Data extract: Begin
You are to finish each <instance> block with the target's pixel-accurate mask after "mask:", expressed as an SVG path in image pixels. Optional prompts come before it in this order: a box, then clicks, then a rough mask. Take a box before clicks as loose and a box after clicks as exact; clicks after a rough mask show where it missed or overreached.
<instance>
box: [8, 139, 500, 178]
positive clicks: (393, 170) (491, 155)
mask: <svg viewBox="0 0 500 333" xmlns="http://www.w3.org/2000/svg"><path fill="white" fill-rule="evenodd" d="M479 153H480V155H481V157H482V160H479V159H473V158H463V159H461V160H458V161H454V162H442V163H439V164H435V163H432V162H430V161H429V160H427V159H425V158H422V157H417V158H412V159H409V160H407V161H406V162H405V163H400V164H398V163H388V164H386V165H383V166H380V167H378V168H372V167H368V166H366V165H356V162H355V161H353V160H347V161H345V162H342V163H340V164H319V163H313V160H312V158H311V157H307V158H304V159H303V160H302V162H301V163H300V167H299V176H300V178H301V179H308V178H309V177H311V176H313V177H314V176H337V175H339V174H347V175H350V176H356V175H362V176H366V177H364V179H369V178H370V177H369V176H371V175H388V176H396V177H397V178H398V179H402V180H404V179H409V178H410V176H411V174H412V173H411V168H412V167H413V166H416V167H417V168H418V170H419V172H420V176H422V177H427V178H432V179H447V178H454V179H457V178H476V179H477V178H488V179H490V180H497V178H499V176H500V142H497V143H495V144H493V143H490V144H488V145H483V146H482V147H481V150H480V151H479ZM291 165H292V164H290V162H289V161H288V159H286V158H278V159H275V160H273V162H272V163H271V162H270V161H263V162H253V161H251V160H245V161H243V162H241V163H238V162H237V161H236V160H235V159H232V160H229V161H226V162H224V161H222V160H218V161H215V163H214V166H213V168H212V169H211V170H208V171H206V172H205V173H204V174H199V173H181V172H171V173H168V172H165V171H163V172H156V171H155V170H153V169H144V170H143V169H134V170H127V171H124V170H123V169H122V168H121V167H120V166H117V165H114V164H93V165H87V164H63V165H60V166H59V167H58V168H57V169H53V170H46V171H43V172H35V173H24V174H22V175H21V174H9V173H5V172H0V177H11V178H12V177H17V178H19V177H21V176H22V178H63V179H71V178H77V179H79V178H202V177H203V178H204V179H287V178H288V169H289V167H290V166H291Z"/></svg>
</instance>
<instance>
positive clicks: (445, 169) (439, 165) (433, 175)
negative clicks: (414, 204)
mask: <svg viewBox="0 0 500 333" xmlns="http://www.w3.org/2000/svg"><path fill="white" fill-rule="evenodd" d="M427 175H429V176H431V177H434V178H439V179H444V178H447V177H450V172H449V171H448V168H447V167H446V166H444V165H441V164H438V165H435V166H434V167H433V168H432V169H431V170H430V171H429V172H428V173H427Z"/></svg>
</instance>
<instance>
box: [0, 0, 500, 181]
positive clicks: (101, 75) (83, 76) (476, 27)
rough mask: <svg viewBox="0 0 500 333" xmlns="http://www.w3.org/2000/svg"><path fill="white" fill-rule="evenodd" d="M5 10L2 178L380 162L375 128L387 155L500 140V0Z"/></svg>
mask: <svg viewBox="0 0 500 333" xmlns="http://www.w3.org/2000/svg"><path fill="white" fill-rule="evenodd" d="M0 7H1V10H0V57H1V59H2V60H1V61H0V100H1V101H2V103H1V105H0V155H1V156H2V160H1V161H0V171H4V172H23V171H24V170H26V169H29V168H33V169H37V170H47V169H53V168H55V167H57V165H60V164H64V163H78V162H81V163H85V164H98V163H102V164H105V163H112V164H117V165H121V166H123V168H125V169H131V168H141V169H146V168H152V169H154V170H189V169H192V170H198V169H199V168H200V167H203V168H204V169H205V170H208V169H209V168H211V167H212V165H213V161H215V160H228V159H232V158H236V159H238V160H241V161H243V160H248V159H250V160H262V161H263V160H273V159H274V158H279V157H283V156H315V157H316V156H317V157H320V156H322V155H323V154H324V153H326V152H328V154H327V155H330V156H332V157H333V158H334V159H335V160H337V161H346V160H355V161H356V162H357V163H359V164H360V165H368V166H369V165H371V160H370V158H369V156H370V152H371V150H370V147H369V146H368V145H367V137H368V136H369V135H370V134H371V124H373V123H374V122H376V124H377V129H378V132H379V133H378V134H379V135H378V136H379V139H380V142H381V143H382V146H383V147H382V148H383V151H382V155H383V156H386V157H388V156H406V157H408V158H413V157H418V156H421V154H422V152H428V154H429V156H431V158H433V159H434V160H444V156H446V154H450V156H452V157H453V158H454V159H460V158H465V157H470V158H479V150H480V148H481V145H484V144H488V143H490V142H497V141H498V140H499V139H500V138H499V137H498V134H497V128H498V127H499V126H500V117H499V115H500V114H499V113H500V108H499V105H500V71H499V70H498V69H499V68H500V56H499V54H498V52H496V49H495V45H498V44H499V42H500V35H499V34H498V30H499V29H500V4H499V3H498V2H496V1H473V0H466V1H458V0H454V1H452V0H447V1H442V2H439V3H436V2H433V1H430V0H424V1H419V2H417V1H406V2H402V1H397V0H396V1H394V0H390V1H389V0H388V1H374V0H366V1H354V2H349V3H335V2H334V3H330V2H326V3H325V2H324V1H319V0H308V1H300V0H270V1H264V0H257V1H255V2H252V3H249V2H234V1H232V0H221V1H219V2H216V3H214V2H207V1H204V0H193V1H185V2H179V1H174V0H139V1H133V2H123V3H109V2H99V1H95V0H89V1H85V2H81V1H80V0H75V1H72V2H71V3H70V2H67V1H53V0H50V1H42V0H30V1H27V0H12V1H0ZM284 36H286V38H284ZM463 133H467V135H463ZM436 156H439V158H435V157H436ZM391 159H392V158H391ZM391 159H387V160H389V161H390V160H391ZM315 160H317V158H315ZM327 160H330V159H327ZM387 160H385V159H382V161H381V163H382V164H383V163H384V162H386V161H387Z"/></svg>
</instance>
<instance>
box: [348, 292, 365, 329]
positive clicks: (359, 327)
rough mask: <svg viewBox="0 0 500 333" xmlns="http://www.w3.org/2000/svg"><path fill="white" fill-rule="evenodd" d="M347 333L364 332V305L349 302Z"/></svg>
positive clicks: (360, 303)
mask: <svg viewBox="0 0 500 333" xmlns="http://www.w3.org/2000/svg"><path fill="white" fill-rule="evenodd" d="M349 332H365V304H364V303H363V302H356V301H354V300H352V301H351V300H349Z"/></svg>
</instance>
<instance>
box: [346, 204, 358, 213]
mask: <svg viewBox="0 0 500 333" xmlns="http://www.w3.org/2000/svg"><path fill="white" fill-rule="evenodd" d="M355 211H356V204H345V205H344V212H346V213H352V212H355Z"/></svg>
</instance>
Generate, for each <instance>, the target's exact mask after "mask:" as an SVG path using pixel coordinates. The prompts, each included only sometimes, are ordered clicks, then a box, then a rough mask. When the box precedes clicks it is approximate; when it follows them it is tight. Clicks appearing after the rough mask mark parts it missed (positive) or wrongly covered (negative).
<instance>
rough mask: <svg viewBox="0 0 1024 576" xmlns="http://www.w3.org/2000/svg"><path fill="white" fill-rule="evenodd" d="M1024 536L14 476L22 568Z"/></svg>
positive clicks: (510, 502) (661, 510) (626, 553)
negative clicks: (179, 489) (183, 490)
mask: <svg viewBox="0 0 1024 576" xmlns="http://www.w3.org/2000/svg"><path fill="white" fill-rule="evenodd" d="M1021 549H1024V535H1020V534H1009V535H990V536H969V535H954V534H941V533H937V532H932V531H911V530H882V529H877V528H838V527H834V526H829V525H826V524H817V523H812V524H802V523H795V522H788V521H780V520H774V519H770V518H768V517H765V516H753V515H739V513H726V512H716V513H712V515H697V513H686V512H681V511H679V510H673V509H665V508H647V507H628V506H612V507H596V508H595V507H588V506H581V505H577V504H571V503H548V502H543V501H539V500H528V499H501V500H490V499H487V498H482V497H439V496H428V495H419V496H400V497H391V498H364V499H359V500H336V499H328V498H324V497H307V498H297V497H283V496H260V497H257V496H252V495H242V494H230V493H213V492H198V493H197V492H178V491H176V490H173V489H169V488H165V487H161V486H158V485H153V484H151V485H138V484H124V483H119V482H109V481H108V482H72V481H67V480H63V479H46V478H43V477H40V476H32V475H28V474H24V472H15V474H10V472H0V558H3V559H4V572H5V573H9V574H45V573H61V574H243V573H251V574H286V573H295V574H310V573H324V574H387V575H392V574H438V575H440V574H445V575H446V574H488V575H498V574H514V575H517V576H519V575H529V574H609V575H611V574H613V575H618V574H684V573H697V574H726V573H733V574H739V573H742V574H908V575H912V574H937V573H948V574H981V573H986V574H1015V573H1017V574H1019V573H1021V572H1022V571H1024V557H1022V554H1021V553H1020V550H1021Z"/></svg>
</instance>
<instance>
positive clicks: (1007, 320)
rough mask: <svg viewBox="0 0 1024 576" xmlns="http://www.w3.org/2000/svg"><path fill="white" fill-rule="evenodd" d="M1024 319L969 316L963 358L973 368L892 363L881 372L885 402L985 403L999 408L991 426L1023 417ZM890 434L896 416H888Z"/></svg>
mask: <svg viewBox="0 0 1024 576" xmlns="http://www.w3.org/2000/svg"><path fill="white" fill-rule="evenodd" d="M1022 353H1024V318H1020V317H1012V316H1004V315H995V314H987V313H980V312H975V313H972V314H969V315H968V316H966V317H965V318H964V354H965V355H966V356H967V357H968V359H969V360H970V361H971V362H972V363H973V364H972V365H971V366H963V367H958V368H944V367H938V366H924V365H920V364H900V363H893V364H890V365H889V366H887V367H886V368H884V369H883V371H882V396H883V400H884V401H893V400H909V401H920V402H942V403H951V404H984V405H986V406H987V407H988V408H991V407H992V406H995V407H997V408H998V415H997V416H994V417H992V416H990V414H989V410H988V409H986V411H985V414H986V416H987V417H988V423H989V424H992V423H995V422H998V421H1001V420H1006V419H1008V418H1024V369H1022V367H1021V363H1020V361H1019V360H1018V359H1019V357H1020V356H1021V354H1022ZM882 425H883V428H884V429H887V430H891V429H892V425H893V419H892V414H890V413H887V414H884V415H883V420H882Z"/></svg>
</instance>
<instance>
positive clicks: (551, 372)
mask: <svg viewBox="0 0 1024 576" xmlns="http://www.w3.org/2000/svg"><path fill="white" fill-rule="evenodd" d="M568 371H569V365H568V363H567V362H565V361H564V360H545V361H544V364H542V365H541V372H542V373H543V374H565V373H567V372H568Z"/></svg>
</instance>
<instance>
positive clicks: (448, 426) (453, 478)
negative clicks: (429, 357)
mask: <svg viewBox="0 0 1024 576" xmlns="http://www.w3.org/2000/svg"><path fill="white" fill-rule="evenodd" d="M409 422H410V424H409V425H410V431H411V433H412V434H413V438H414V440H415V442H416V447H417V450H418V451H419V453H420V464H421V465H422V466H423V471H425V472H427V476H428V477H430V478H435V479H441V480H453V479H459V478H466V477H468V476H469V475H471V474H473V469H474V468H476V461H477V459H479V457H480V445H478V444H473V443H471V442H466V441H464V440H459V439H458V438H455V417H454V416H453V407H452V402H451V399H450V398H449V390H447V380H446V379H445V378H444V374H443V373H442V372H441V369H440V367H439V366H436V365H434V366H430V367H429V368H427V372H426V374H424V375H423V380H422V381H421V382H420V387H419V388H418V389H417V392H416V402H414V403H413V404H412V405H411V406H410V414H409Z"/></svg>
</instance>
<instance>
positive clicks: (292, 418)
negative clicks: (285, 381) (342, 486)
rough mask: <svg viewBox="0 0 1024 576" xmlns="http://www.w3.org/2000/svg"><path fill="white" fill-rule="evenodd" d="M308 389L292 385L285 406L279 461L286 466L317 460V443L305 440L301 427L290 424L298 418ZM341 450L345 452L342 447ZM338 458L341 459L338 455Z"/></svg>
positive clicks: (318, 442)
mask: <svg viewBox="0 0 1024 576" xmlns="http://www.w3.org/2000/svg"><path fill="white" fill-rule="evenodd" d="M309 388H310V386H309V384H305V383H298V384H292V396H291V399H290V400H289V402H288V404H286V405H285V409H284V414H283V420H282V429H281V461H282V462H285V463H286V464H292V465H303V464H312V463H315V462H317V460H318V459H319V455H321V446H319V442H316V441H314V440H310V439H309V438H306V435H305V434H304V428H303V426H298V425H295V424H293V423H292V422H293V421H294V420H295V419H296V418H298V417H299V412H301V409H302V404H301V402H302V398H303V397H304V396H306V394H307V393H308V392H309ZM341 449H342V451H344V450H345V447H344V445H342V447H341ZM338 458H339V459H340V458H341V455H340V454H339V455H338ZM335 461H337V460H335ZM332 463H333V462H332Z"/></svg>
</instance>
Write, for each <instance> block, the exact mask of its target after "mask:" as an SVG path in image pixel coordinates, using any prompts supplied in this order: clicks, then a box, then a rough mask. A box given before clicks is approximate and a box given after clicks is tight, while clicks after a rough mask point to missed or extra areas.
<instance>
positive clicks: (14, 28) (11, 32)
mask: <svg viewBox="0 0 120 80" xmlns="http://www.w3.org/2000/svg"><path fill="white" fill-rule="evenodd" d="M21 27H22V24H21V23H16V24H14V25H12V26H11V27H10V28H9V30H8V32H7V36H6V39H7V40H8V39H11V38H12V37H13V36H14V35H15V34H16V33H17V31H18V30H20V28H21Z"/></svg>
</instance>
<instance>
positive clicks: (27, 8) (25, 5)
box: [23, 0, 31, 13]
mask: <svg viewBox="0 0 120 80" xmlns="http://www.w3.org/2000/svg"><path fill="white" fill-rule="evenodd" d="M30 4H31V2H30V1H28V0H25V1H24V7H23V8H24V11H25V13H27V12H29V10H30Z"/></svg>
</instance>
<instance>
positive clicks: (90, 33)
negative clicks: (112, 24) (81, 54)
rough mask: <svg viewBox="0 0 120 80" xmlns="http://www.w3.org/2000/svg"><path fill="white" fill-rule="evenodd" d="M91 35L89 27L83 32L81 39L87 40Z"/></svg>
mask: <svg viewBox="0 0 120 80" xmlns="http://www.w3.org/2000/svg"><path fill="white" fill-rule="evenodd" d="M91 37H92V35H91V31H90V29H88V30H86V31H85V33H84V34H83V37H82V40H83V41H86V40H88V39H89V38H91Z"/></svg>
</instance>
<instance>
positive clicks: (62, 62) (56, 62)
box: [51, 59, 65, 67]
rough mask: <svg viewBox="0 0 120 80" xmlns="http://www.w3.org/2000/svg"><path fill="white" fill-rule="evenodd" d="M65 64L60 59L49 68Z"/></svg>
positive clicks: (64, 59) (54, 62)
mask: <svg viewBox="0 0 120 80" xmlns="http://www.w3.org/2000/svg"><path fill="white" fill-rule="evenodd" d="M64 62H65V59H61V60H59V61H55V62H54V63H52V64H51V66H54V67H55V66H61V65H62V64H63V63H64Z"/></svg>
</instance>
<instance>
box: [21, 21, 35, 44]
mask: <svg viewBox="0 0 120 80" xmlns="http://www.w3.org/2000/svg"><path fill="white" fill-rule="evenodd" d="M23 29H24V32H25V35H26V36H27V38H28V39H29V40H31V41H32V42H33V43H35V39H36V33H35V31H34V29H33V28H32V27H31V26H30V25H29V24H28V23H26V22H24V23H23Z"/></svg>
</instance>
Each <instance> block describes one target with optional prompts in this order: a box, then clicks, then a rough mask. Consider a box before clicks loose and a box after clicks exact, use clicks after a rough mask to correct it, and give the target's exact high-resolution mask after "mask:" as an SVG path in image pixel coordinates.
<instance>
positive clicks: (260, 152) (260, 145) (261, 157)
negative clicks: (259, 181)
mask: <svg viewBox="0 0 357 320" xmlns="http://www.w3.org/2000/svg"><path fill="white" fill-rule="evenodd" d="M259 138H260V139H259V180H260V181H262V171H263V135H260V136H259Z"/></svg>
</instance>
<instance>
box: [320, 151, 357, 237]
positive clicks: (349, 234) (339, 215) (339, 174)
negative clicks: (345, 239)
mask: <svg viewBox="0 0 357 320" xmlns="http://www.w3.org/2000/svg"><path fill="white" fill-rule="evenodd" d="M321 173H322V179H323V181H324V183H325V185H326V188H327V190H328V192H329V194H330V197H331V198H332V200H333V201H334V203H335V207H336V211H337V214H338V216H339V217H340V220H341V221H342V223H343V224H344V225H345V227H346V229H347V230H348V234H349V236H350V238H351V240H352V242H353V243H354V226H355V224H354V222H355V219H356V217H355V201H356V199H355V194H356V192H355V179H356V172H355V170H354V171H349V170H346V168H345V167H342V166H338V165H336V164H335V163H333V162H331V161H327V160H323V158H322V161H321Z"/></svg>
Data extract: End
▶ **Work task**
Give the lines from the beginning of the material through the line containing "positive clicks: (393, 170) (491, 155)", inclusive, as a JSON list of strings with one string per line and no blank lines.

▶ **Written response**
[
  "You are to finish each <instance> block with the target's pixel-accurate mask after \"mask:\", expressed as an SVG path in image pixels. Optional prompts come before it in this order: a box, then clicks, then a rough mask. Take a box before clicks as loose and a box after clicks as exact; clicks after a rough mask show where it missed or overreached.",
  "<instance>",
  "box: [8, 139, 500, 178]",
  "positive clicks: (393, 170) (491, 155)"
]